**PROVIDED INFORMATION**.
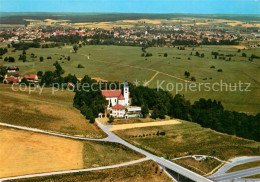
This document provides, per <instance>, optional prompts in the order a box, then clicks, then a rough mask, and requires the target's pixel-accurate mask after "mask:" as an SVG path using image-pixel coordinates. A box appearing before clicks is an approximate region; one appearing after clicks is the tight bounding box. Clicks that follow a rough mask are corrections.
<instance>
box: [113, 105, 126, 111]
mask: <svg viewBox="0 0 260 182" xmlns="http://www.w3.org/2000/svg"><path fill="white" fill-rule="evenodd" d="M112 109H119V110H124V109H125V107H124V106H122V105H120V104H117V105H115V106H113V107H112Z"/></svg>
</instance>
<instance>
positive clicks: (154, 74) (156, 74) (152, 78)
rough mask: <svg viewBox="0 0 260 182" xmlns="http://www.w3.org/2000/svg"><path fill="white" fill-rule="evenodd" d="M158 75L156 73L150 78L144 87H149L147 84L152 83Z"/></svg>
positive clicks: (157, 74) (158, 72)
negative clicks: (147, 85)
mask: <svg viewBox="0 0 260 182" xmlns="http://www.w3.org/2000/svg"><path fill="white" fill-rule="evenodd" d="M158 74H159V72H158V71H156V73H155V74H154V75H153V76H152V78H151V79H150V80H148V81H147V82H146V83H145V84H144V86H147V85H149V83H150V82H151V81H153V79H154V78H155V77H156V76H157V75H158Z"/></svg>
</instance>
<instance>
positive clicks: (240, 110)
mask: <svg viewBox="0 0 260 182" xmlns="http://www.w3.org/2000/svg"><path fill="white" fill-rule="evenodd" d="M191 51H192V49H191V48H186V50H184V51H182V50H178V49H177V48H166V47H162V48H160V47H153V48H149V49H147V52H151V53H152V54H153V56H152V57H148V58H145V57H141V53H142V52H141V48H140V47H122V46H121V47H119V46H86V47H83V48H81V49H79V51H78V53H76V54H75V53H73V52H72V47H71V46H66V47H63V48H50V49H34V48H33V49H29V50H28V51H27V57H28V60H29V61H28V62H26V63H20V62H19V63H14V65H20V68H21V74H23V73H36V72H37V71H39V70H42V71H47V70H53V69H54V67H53V66H52V64H53V63H54V62H55V61H56V60H58V59H59V58H60V57H61V55H65V56H70V57H71V61H70V62H69V61H67V60H60V61H59V62H61V65H62V67H63V68H64V69H65V74H68V73H72V74H76V75H77V77H83V76H84V75H86V74H88V75H90V76H92V77H101V78H103V79H105V80H111V81H124V79H125V78H127V79H128V80H129V81H131V82H132V81H134V80H136V79H137V80H139V81H140V84H142V83H143V81H145V80H149V79H150V78H151V77H152V76H153V75H154V74H155V71H161V72H163V73H167V74H171V75H174V76H177V77H179V78H181V79H185V77H184V75H183V74H184V72H185V71H189V72H190V73H191V76H195V77H196V80H197V81H198V82H210V83H213V82H220V80H223V82H227V83H233V84H234V83H238V82H239V81H241V82H246V83H251V86H252V87H253V88H251V90H252V91H251V92H239V91H236V92H230V91H229V92H224V91H223V92H213V91H211V92H206V91H198V92H191V91H188V92H182V93H183V94H184V95H185V96H186V98H188V99H190V100H191V101H194V100H197V99H199V98H201V97H205V98H213V99H217V100H221V101H222V103H223V104H224V106H225V108H226V109H229V110H236V111H243V112H248V113H249V114H255V113H257V112H259V108H260V105H259V103H260V102H259V101H260V97H259V92H260V91H259V89H260V88H259V86H260V79H259V78H260V75H259V66H260V60H259V59H255V62H254V63H250V62H248V61H247V59H248V58H243V57H242V56H241V55H242V52H245V53H247V55H248V56H250V55H251V54H255V55H258V56H260V53H259V49H251V50H242V51H241V52H240V53H237V49H235V48H233V47H231V46H202V47H197V48H195V51H193V55H194V54H195V52H196V51H199V52H200V53H204V54H205V58H199V57H196V56H190V52H191ZM212 51H219V52H220V53H224V54H236V56H235V57H234V58H232V61H231V62H227V61H224V60H219V59H217V60H215V59H212V56H211V52H212ZM165 52H167V53H168V57H167V58H165V57H163V56H159V53H165ZM31 53H35V54H36V55H37V56H38V58H36V59H35V60H34V61H33V60H32V59H31V58H29V57H30V54H31ZM19 54H21V51H17V52H16V53H11V52H10V51H9V53H8V54H6V56H7V55H15V57H18V55H19ZM84 55H85V56H84ZM40 56H44V58H45V60H44V62H43V63H40V62H39V57H40ZM47 56H52V60H47V59H46V57H47ZM87 56H90V59H88V58H87ZM176 57H180V58H181V59H176ZM188 57H190V58H191V60H188ZM145 59H147V60H145ZM62 62H63V63H62ZM1 64H5V63H3V62H2V63H1ZM78 64H82V65H83V66H84V67H85V68H83V69H79V68H77V65H78ZM5 65H12V64H5ZM212 65H214V66H215V67H216V68H215V69H211V68H210V66H212ZM219 68H221V69H222V70H223V72H222V73H219V72H217V69H219ZM205 78H207V80H203V79H205ZM210 78H212V79H210ZM157 80H159V81H161V80H165V82H166V83H169V82H170V83H176V82H182V81H179V80H176V79H175V78H172V77H170V76H166V75H164V74H161V73H160V74H158V75H157V76H156V77H155V79H154V80H153V81H151V82H150V84H149V86H150V87H156V85H157ZM163 86H164V87H165V86H166V85H165V84H164V85H163ZM175 92H176V91H175V90H174V91H172V93H173V94H175Z"/></svg>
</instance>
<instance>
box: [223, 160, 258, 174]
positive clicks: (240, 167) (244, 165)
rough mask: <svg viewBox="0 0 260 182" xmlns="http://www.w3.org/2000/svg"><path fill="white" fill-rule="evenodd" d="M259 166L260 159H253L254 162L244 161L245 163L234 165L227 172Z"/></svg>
mask: <svg viewBox="0 0 260 182" xmlns="http://www.w3.org/2000/svg"><path fill="white" fill-rule="evenodd" d="M259 166H260V160H257V161H252V162H248V163H244V164H240V165H237V166H234V167H232V168H231V169H229V170H228V171H227V173H232V172H236V171H240V170H244V169H249V168H253V167H259Z"/></svg>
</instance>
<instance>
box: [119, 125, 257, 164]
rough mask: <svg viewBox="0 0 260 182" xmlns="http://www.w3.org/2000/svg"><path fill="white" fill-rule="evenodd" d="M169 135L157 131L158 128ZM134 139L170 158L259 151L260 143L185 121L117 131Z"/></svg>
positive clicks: (224, 156)
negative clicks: (218, 132)
mask: <svg viewBox="0 0 260 182" xmlns="http://www.w3.org/2000/svg"><path fill="white" fill-rule="evenodd" d="M158 131H159V132H165V135H157V132H158ZM115 133H116V134H117V135H119V136H120V137H122V138H124V139H126V140H127V141H129V142H130V143H132V144H134V145H136V146H138V147H140V148H143V149H144V150H147V151H149V152H151V153H154V154H156V155H158V156H162V157H164V158H167V159H173V158H176V157H182V156H187V155H210V156H216V157H218V158H220V159H222V160H228V159H230V158H233V157H237V156H243V155H246V156H251V155H259V154H260V152H259V147H260V143H259V142H255V141H251V140H246V139H241V138H238V137H236V136H230V135H227V134H222V133H218V132H215V131H213V130H210V129H207V128H202V127H201V126H200V125H198V124H195V123H192V122H188V121H182V123H181V124H176V125H168V126H157V127H145V128H135V129H128V130H118V131H115Z"/></svg>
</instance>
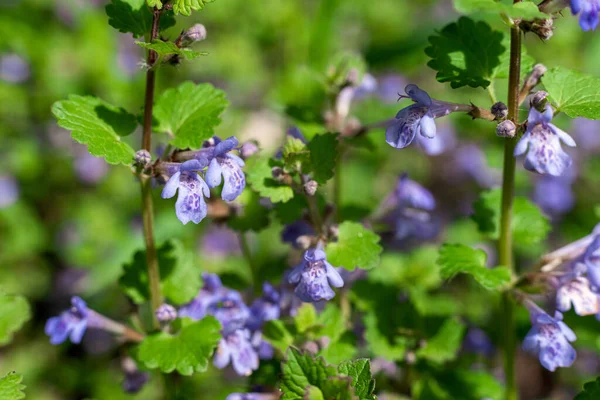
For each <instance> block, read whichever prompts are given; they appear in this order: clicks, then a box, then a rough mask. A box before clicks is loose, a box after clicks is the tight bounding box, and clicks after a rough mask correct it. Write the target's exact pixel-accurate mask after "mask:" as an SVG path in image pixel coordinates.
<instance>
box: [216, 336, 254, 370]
mask: <svg viewBox="0 0 600 400" xmlns="http://www.w3.org/2000/svg"><path fill="white" fill-rule="evenodd" d="M230 362H231V364H232V365H233V369H234V370H235V372H237V374H238V375H242V376H248V375H250V374H251V373H252V371H254V370H255V369H257V368H258V354H256V351H255V350H254V348H253V347H252V343H250V332H249V331H248V330H247V329H238V330H236V331H235V332H232V333H230V334H229V335H226V336H225V337H224V338H223V339H221V341H220V342H219V346H218V347H217V351H216V352H215V357H214V359H213V364H214V365H215V367H217V368H219V369H222V368H225V367H226V366H227V365H229V363H230Z"/></svg>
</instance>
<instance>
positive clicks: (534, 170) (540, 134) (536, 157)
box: [514, 105, 576, 176]
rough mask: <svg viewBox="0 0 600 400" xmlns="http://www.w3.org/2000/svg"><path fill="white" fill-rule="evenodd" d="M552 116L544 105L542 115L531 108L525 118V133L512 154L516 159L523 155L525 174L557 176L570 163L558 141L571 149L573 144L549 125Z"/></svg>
mask: <svg viewBox="0 0 600 400" xmlns="http://www.w3.org/2000/svg"><path fill="white" fill-rule="evenodd" d="M552 116H553V111H552V107H551V106H550V105H547V106H546V111H544V113H543V114H542V113H540V112H539V111H538V110H536V109H535V108H534V107H531V109H530V110H529V117H528V118H527V130H526V131H525V134H524V135H523V137H521V140H519V143H517V146H516V147H515V151H514V155H515V157H516V156H520V155H521V154H525V153H526V152H527V156H526V157H525V163H524V166H525V169H527V170H529V171H533V172H538V173H540V174H549V175H554V176H560V175H562V174H563V173H564V172H565V170H566V169H567V168H568V167H569V166H571V163H572V160H571V157H569V155H568V154H567V153H565V152H564V151H563V149H562V147H561V146H560V142H561V140H562V141H563V142H564V143H565V144H566V145H567V146H571V147H575V146H576V144H575V141H574V140H573V138H571V136H569V134H568V133H566V132H564V131H562V130H560V129H559V128H557V127H556V126H554V125H553V124H551V123H550V121H552ZM528 147H529V151H527V148H528Z"/></svg>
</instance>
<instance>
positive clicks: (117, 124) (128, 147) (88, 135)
mask: <svg viewBox="0 0 600 400" xmlns="http://www.w3.org/2000/svg"><path fill="white" fill-rule="evenodd" d="M52 113H53V114H54V116H55V117H56V119H57V120H58V125H59V126H61V127H63V128H65V129H68V130H70V131H71V136H72V137H73V139H75V140H76V141H77V142H79V143H82V144H85V145H87V147H88V151H89V152H90V153H91V154H92V155H93V156H96V157H104V159H105V160H106V162H108V163H110V164H126V165H128V164H131V162H132V160H133V156H134V154H135V152H134V150H133V149H132V148H131V146H129V145H128V144H127V143H125V142H123V141H122V140H121V136H126V135H129V134H130V133H132V132H133V131H134V129H135V128H136V127H137V120H136V117H135V115H132V114H129V113H128V112H127V111H125V110H124V109H123V108H118V107H115V106H113V105H110V104H108V103H106V102H105V101H103V100H101V99H99V98H97V97H92V96H77V95H71V96H69V99H68V100H62V101H57V102H56V103H54V104H53V105H52Z"/></svg>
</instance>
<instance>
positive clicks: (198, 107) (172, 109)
mask: <svg viewBox="0 0 600 400" xmlns="http://www.w3.org/2000/svg"><path fill="white" fill-rule="evenodd" d="M228 105H229V102H228V101H227V99H226V98H225V92H223V91H222V90H220V89H216V88H215V87H214V86H212V85H211V84H209V83H202V84H199V85H196V84H195V83H193V82H184V83H182V84H181V85H179V87H177V88H171V89H167V90H165V91H164V92H163V93H162V94H161V95H160V97H159V98H158V100H157V101H156V105H155V107H154V117H155V118H156V119H157V120H158V126H157V127H156V130H157V131H158V132H168V133H169V134H170V135H172V136H173V140H172V141H171V143H172V144H173V146H175V147H179V148H180V149H185V148H187V147H190V148H192V149H198V148H200V147H202V143H203V142H204V141H205V140H206V139H210V138H211V137H212V136H213V135H214V134H215V132H214V128H215V127H216V126H217V125H219V124H220V123H221V117H220V115H221V113H222V112H223V111H224V110H225V108H227V106H228Z"/></svg>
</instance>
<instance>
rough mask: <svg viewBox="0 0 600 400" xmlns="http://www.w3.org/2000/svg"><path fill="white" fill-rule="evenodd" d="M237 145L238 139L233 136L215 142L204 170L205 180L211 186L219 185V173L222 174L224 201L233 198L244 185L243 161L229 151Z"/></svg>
mask: <svg viewBox="0 0 600 400" xmlns="http://www.w3.org/2000/svg"><path fill="white" fill-rule="evenodd" d="M237 145H238V141H237V139H236V138H235V137H233V136H232V137H230V138H228V139H225V140H223V141H222V142H219V143H217V145H216V146H215V147H214V150H213V159H212V160H211V161H210V164H209V165H208V170H207V171H206V182H207V183H208V187H211V188H213V187H216V186H218V185H220V184H221V175H222V176H223V180H224V181H225V183H224V184H223V191H222V192H221V198H222V199H223V200H225V201H233V200H235V199H236V198H237V197H238V196H239V195H240V194H242V191H243V190H244V188H245V187H246V177H245V176H244V172H243V171H242V167H243V166H244V161H243V160H242V159H241V158H239V157H238V156H236V155H234V154H231V153H230V151H231V150H233V149H234V148H235V147H236V146H237Z"/></svg>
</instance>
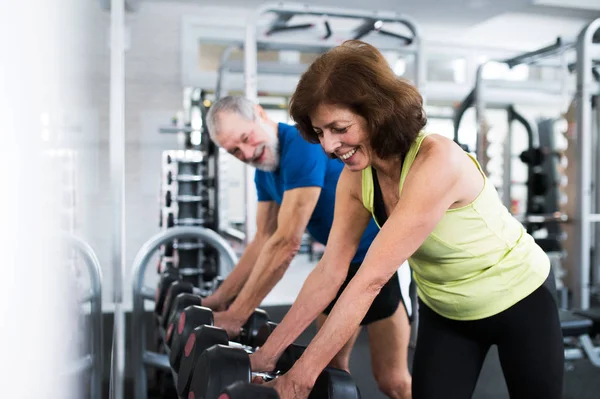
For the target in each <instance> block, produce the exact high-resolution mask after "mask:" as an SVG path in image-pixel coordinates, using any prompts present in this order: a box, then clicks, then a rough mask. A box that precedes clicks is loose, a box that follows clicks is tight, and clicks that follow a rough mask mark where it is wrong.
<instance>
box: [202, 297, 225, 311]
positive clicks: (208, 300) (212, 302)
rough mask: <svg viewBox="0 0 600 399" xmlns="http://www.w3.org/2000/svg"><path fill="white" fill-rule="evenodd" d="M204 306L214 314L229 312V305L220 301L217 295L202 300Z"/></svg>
mask: <svg viewBox="0 0 600 399" xmlns="http://www.w3.org/2000/svg"><path fill="white" fill-rule="evenodd" d="M202 306H204V307H206V308H209V309H211V310H212V311H214V312H222V311H225V310H227V304H226V303H224V302H222V301H221V300H219V299H218V298H217V297H216V296H215V295H209V296H207V297H206V298H202Z"/></svg>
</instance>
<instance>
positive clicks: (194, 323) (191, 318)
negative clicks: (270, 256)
mask: <svg viewBox="0 0 600 399" xmlns="http://www.w3.org/2000/svg"><path fill="white" fill-rule="evenodd" d="M180 295H181V294H180ZM268 320H269V315H268V314H267V312H265V311H264V310H262V309H256V310H255V311H254V313H253V314H252V316H250V317H249V318H248V320H247V321H246V323H245V324H244V326H243V327H242V331H243V332H245V335H246V336H248V338H245V339H242V340H236V342H233V344H235V345H241V346H243V347H248V349H249V350H251V349H252V348H255V347H256V345H255V342H254V340H253V339H251V338H252V337H256V336H258V335H259V331H260V334H261V339H263V338H262V337H263V336H264V335H265V334H266V333H265V332H264V331H262V330H264V328H263V329H262V330H261V326H262V325H264V324H267V323H268ZM213 323H214V319H213V313H212V311H211V310H210V309H208V308H203V307H200V306H195V307H189V308H186V309H184V310H183V312H181V314H180V315H179V316H178V319H175V318H173V319H172V321H171V322H170V324H169V327H168V329H167V340H169V339H170V337H169V336H168V332H169V331H172V334H171V336H172V338H171V339H170V341H171V342H170V343H169V345H170V348H171V355H170V356H169V363H170V364H171V367H172V368H173V370H175V372H179V363H180V360H181V357H182V354H183V346H184V344H185V343H186V342H187V340H188V338H189V336H190V334H192V332H193V331H194V329H195V328H196V327H199V326H202V325H211V326H212V325H213ZM175 326H177V328H175ZM264 339H265V340H266V338H264ZM219 342H220V341H219ZM228 342H229V338H228V337H227V339H226V340H225V344H227V343H228Z"/></svg>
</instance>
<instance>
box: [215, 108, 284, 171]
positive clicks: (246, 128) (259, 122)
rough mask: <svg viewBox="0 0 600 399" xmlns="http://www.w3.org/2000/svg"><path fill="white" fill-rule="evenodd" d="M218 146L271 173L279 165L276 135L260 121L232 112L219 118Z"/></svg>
mask: <svg viewBox="0 0 600 399" xmlns="http://www.w3.org/2000/svg"><path fill="white" fill-rule="evenodd" d="M218 118H219V124H218V125H219V128H220V130H219V131H218V132H217V134H216V140H217V141H218V144H219V145H220V146H221V147H223V148H224V149H225V150H226V151H227V152H229V153H230V154H231V155H233V156H234V157H236V158H237V159H239V160H240V161H242V162H244V163H247V164H250V165H252V166H254V167H255V168H257V169H261V170H264V171H266V172H272V171H274V170H276V169H277V167H278V166H279V151H278V144H279V141H278V138H277V132H276V130H275V129H273V128H272V127H271V126H270V125H268V124H267V123H265V122H261V121H260V120H259V119H258V118H257V119H255V120H254V121H249V120H247V119H245V118H244V117H242V116H241V115H239V114H236V113H233V112H222V113H220V114H219V115H218Z"/></svg>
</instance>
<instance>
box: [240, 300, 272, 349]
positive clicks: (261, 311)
mask: <svg viewBox="0 0 600 399" xmlns="http://www.w3.org/2000/svg"><path fill="white" fill-rule="evenodd" d="M268 321H269V314H268V313H267V312H265V311H264V310H262V309H256V310H255V311H254V313H253V314H252V316H250V318H248V320H247V321H246V323H245V324H244V326H243V327H242V329H243V331H242V334H241V335H240V337H239V341H240V343H241V344H243V345H248V346H251V347H256V345H255V341H256V336H257V335H258V330H259V329H260V328H261V327H262V326H263V325H264V324H266V323H267V322H268Z"/></svg>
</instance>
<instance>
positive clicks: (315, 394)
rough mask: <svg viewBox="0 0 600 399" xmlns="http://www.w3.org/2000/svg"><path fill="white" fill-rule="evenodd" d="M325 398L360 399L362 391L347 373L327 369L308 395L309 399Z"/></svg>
mask: <svg viewBox="0 0 600 399" xmlns="http://www.w3.org/2000/svg"><path fill="white" fill-rule="evenodd" d="M324 398H344V399H360V391H359V390H358V387H357V386H356V383H355V382H354V379H353V378H352V376H350V374H348V373H347V372H346V371H344V370H339V369H334V368H331V367H327V368H325V369H324V370H323V371H322V372H321V374H320V375H319V377H318V378H317V381H316V382H315V385H314V386H313V389H312V390H311V391H310V394H309V395H308V399H324Z"/></svg>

**DIRECTIONS FOR THIS TASK**. Retype the listing from its first line through the line containing "positive clicks: (157, 74) (158, 72)", both ends included, and leave the pictures out.

**EXERCISE RESPONSE**.
This document provides, per <instance>, optional prompts in the order a box, then clicks, then a rough mask, and requires the target's pixel-accurate mask after "mask:" as an SVG path using image-pixel coordinates. A box appearing before clicks is an approximate region; one appearing after clicks is the tight bounding box. Clicks that follow a rough mask are corrections.
<instance>
box: [113, 105, 126, 111]
mask: <svg viewBox="0 0 260 182" xmlns="http://www.w3.org/2000/svg"><path fill="white" fill-rule="evenodd" d="M112 109H119V110H124V109H125V107H124V106H122V105H120V104H117V105H115V106H113V107H112Z"/></svg>
</instance>
<instance>
positive clicks: (154, 74) (156, 74) (152, 78)
rough mask: <svg viewBox="0 0 260 182" xmlns="http://www.w3.org/2000/svg"><path fill="white" fill-rule="evenodd" d="M158 75L156 73L150 78L144 87H149L147 84L152 83Z"/></svg>
positive clicks: (157, 74) (158, 72)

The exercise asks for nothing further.